— DESCRIÇÃO DO PROBLEMA —
Transcreva, sem alterações, o trecho do texto sobre a eleição presidencial do Fluminense que vai de "Jorge Frias de" até "e Emílio Ibrahim.".

---- TEXTO FORNECIDO

Jorge Frias de Paula soube tirar proveito das duras lições aprendidas na eleição de 1969, quando o lançamento tardio de sua candidatura custou-lhe importantes apoios políticos e tiraram-lhe qualquer chance de vitória nas urnas e, precavido, no início de 1971, faltando ainda mais de um ano para o término do mandato de Laport, anunciou oficialmente que seria o candidato da oposição no pleito seguinte. Entre os nomes que se comprometeram com sua candidatura vale destacar: Fábio e Marcos Carneiro de Mendonça, João e Paulo Coelho Netto, João Havelange, Luiz Gallotti, Wilson Xavier, Dílson Guedes, Everardo Cruz e Emílio Ibrahim.
Tudo indicava que seu adversário nas urnas seria Raphael de Almeida Magalhães, mas a candidatura do ex-governador da Guanabara jamais conseguiu decolar, e diante da disposição da diretoria em lançar seu próprio candidato, Raphael desistiu de concorrer ao pleito. Outros nomes foram então especulados, entre eles o do vice-presidente de patrimônio, Sylvio Vasconcellos, e o do industrial Manoel Duque, um dos articuladores da malograda candidatura de Raphael, mas em maio de 1971 ficou definido que Antônio Leite seria o candidato de Laport. Destarte, pela primeira e única vez na história do Fluminense, a eleição para o cargo máximo do clube seria disputada por dois ex-presidentes.
Leite, que além do presidente, tinha o apoio de Nelson Vaz Moreira, Luiz Murgel, Raphael de Almeida Magalhães, Gastão Soares de Moura, Manoel Duque e Antônio de Almeida Braga, entre outros, só aceitou ser candidato pela possibilidade de realizar seu antigo sonho de transferir o departamento de futebol para a Barra da Tijuca, um dos principais pontos de sua plataforma. Seu adversário, Jorge Frias, também tinha planos de expansão para o bairro da zona oeste. De fato, os programas de governo dos dois candidatos eram bastante parecidos, um poderia assinar o do outro sem que ninguém percebesse a diferença!
Essa aparente convergência de ideias não foi suficiente, entretanto, para apaziguar o clima de animosidade existente entre as duas facções políticas. Partidários de Leite consideravam que por ser presidente da CBD e de Honra do Fluminense, João Havelange não deveria opinar nem revelar candidato e acusavam a entidade de prejudicar o time no Campeonato Brasileiro, seja através da indicação de árbitros indesejados, seja pelas derrotas recentes sofridas pelo clube no superior tribunal de justiça desportiva. Frias, por sua vez, não perdeu a oportunidade de alfinetar seu adversário em entrevista concedida às vésperas da eleição, quando afirmou que o conselheiro que o apoiava “sabe que votará num homem que quando aceita um encargo, cumpre-o até o fim”, uma alusão ao fato de Leite ter renunciado em meio ao seu último mandato. Um único ponto os dois lados concordavam: quem quer que fosse o eleito, o treinador Zagallo, cujo contrato se encerrava ao final do ano, não permaneceria nas Laranjeiras. Ambos os candidatos tinham seus nomes preferidos para substituí-lo, mas não os revelavam com receio de perder votos.

--------
---- REGISTROS DE DADOS

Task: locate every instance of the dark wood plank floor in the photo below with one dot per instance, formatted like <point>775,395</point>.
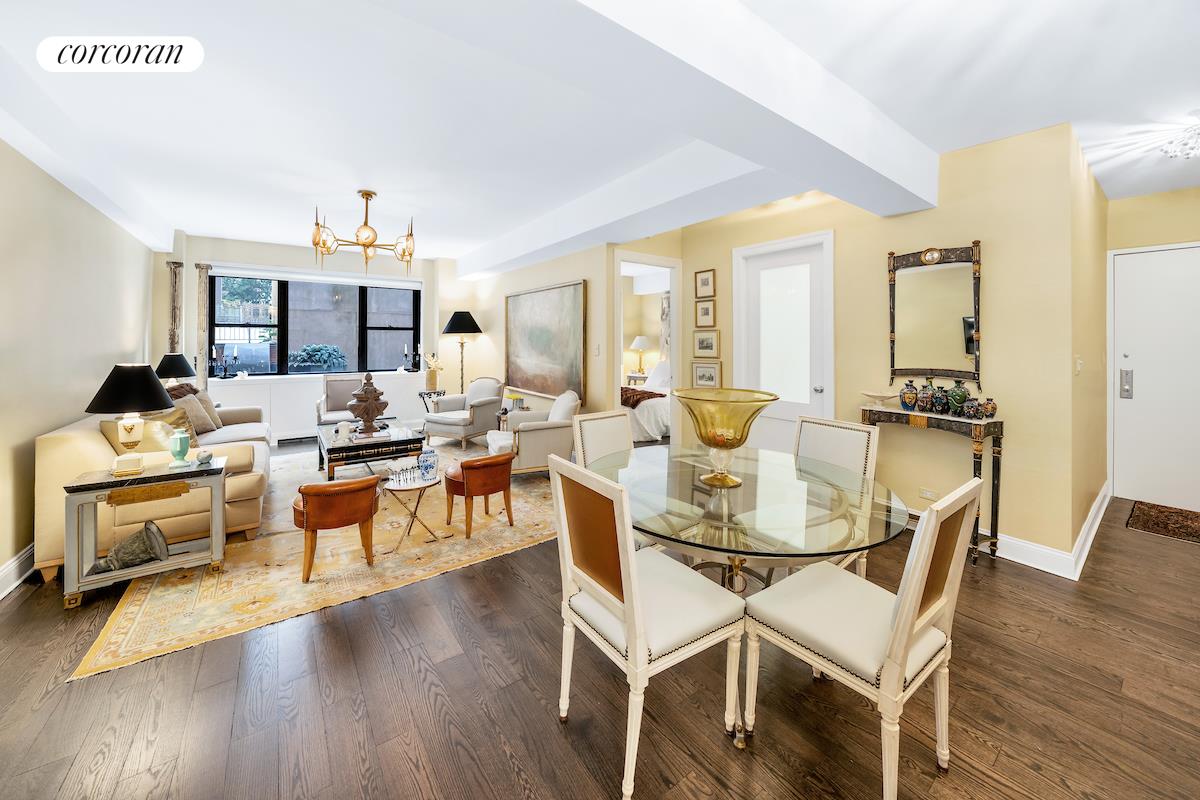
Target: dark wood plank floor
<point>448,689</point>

--------
---- REGISTROS DE DADOS

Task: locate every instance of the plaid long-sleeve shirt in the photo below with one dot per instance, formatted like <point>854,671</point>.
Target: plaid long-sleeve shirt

--------

— RESULTADO DO EXERCÍCIO —
Jorge Frias de Paula soube tirar proveito das duras lições aprendidas na eleição de 1969, quando o lançamento tardio de sua candidatura custou-lhe importantes apoios políticos e tiraram-lhe qualquer chance de vitória nas urnas e, precavido, no início de 1971, faltando ainda mais de um ano para o término do mandato de Laport, anunciou oficialmente que seria o candidato da oposição no pleito seguinte. Entre os nomes que se comprometeram com sua candidatura vale destacar: Fábio e Marcos Carneiro de Mendonça, João e Paulo Coelho Netto, João Havelange, Luiz Gallotti, Wilson Xavier, Dílson Guedes, Everardo Cruz e Emílio Ibrahim.